• Instructions to follow
Images appear in the records below; leave them out and repeat everything else exactly.

────────────────────────────────────────

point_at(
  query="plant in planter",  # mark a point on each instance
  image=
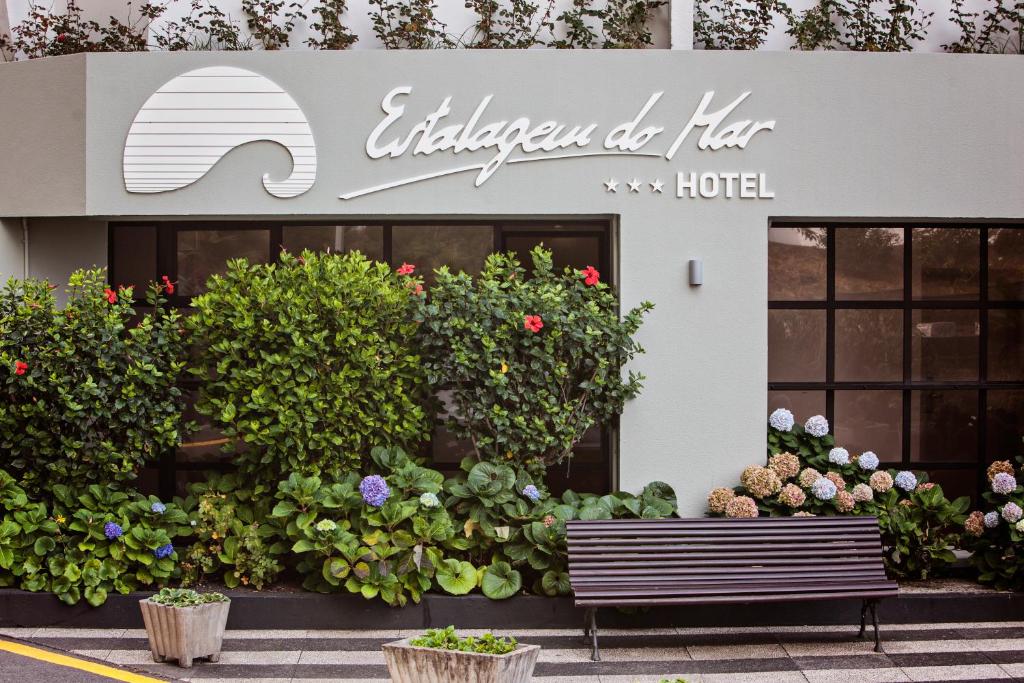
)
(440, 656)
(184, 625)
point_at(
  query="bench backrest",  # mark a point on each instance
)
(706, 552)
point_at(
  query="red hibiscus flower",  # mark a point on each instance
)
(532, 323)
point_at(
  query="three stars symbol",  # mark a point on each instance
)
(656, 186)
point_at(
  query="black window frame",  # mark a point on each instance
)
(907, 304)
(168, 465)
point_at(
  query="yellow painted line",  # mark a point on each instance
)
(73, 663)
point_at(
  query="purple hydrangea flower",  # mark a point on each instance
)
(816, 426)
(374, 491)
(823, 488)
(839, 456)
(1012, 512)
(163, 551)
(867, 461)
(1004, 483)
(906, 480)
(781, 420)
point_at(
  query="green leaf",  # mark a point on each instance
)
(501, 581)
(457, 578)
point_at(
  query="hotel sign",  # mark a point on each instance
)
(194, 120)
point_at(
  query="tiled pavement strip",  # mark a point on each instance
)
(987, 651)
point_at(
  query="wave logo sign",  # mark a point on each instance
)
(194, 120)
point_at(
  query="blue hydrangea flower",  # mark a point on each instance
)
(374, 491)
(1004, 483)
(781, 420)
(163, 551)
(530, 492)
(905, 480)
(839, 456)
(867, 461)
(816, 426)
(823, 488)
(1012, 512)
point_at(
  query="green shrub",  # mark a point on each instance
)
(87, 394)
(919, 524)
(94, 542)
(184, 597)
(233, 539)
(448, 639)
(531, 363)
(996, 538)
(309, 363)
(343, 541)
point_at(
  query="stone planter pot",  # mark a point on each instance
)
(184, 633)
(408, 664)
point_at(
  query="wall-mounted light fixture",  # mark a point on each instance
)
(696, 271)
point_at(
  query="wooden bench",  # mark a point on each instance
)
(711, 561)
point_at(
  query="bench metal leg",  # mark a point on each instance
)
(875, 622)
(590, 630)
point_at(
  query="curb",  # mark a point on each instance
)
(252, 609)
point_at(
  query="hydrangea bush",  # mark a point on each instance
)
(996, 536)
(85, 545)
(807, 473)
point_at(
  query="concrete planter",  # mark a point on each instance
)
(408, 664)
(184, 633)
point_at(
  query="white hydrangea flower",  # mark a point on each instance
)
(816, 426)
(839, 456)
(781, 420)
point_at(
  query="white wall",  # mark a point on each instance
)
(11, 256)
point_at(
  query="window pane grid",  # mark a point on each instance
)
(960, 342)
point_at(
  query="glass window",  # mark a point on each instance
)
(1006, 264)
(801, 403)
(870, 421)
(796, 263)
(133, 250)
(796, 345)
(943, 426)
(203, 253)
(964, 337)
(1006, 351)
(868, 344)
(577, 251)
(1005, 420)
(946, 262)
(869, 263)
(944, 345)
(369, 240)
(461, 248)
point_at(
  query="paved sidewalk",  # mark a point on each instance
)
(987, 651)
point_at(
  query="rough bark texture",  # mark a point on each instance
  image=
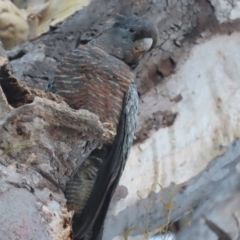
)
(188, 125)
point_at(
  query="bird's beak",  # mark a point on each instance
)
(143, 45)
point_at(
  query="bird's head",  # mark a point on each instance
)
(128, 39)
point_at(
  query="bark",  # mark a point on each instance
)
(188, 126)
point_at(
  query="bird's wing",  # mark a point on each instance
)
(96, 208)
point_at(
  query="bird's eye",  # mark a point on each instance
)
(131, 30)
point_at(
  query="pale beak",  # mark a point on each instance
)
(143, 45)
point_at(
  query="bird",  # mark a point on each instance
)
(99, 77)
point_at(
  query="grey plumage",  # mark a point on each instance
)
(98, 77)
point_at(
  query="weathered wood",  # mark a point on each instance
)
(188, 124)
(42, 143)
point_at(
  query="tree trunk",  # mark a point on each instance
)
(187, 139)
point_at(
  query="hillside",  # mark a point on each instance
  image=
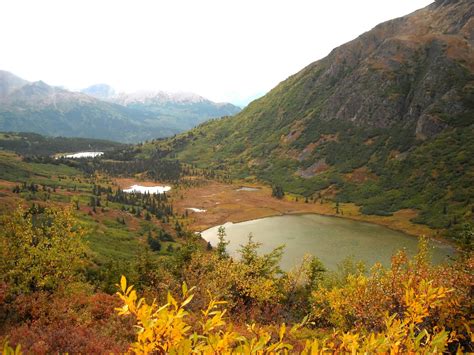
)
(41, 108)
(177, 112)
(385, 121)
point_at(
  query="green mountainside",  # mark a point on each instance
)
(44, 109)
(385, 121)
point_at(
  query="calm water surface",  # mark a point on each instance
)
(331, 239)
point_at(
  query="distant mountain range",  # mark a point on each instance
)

────────────────────────────────────────

• Answer section
point_at(
  query="plant in planter",  # mark a point on each instance
  image=
)
(440, 656)
(184, 625)
point_at(
  query="bench backrest",  # mark a point on each instance
)
(706, 552)
point_at(
  query="red hibiscus flower",  # mark a point on each instance
)
(532, 323)
point_at(
  query="three stars symbol",  # mark a point on each instance
)
(656, 186)
point_at(
  query="black window frame",  # mark a point on each instance
)
(907, 304)
(168, 465)
point_at(
  query="yellow painted line",  # mark a point on each instance
)
(73, 663)
point_at(
  query="purple hydrangea flower",  # mark a point on each instance
)
(816, 426)
(374, 491)
(823, 488)
(839, 456)
(1012, 512)
(163, 551)
(867, 461)
(1004, 483)
(906, 480)
(781, 420)
point_at(
  query="green leaf",  # mark a point on each instance
)
(501, 581)
(457, 578)
point_at(
  query="hotel sign",  # mark a point on each instance
)
(194, 120)
point_at(
  query="tiled pavement strip",  # mark a point on each instance
)
(987, 651)
point_at(
  query="wave logo sign",  # mark a point on each instance
)
(194, 120)
point_at(
  query="blue hydrangea flower",  # mark a point on each instance
)
(374, 491)
(1004, 483)
(781, 420)
(163, 551)
(530, 492)
(905, 480)
(839, 456)
(867, 461)
(816, 426)
(823, 488)
(1012, 512)
point_at(
  query="green shrub",  # mark a point on each instance
)
(87, 394)
(919, 524)
(94, 542)
(184, 597)
(233, 539)
(448, 639)
(531, 363)
(996, 538)
(309, 363)
(343, 541)
point_at(
  query="stone planter pot",  # mark a point on each instance
)
(184, 633)
(408, 664)
point_at(
  query="wall-mounted light fixture",  # mark a point on each instance
)
(696, 271)
point_at(
  query="wooden bench",  # mark a point on each instance
)
(711, 561)
point_at(
  query="bench metal leg",  # mark a point on each instance
)
(875, 622)
(590, 630)
point_at(
  query="curb",  # mark a point on each instance
)
(252, 609)
point_at(
  query="hydrangea bush",  # mark a point on each instance
)
(996, 536)
(85, 545)
(807, 473)
point_at(
  query="concrete planter",  # mark a point on each instance
)
(408, 664)
(184, 633)
point_at(
  query="white hydrangea flower",  # mark a point on each instance
)
(816, 426)
(839, 456)
(781, 420)
point_at(
  query="white wall",  # mark a point on each instance
)
(11, 256)
point_at(
  query="window pane grid",  # mark a point on each instance
)
(960, 342)
point_at(
  query="glass window",  # mark a point on each instance
)
(1006, 264)
(801, 403)
(870, 421)
(796, 263)
(133, 250)
(796, 345)
(943, 426)
(203, 253)
(964, 337)
(1006, 351)
(868, 344)
(577, 251)
(1005, 420)
(946, 262)
(869, 263)
(944, 345)
(369, 240)
(461, 248)
point_at(
  query="paved sidewalk",  # mark a point on each instance
)
(987, 651)
point_at(
  query="rough bark texture",  # mark a point on each instance
  image=
)
(188, 125)
point_at(
  query="bird's beak",  # mark a point on each instance
)
(143, 45)
point_at(
  query="bird's head",  # mark a point on each instance
)
(128, 39)
point_at(
  query="bark",  # mark a point on each instance
)
(188, 126)
point_at(
  query="bird's wing",  # mark a point on each instance
)
(96, 208)
point_at(
  query="bird's eye",  # mark a point on each instance
)
(131, 30)
point_at(
  query="pale beak",  # mark a point on each instance
)
(143, 45)
point_at(
  query="bird",  # mark a point on each instance
)
(99, 77)
point_at(
  query="grey plumage",  # mark a point on each instance
)
(98, 77)
point_at(
  query="weathered wood",  # mark a point on each instance
)
(188, 124)
(42, 143)
point_at(
  query="tree trunk",  # mark a point on each instance
)
(187, 139)
point_at(
  query="hillside",  # mark a point on each instance
  image=
)
(41, 108)
(177, 112)
(385, 121)
point_at(
  query="green mountainside",  # mark a point on each instance
)
(44, 109)
(385, 121)
point_at(
  query="calm water surface",  # mark a point on each instance
)
(331, 239)
point_at(
  query="distant mountain range",  # mark a point on each instance
)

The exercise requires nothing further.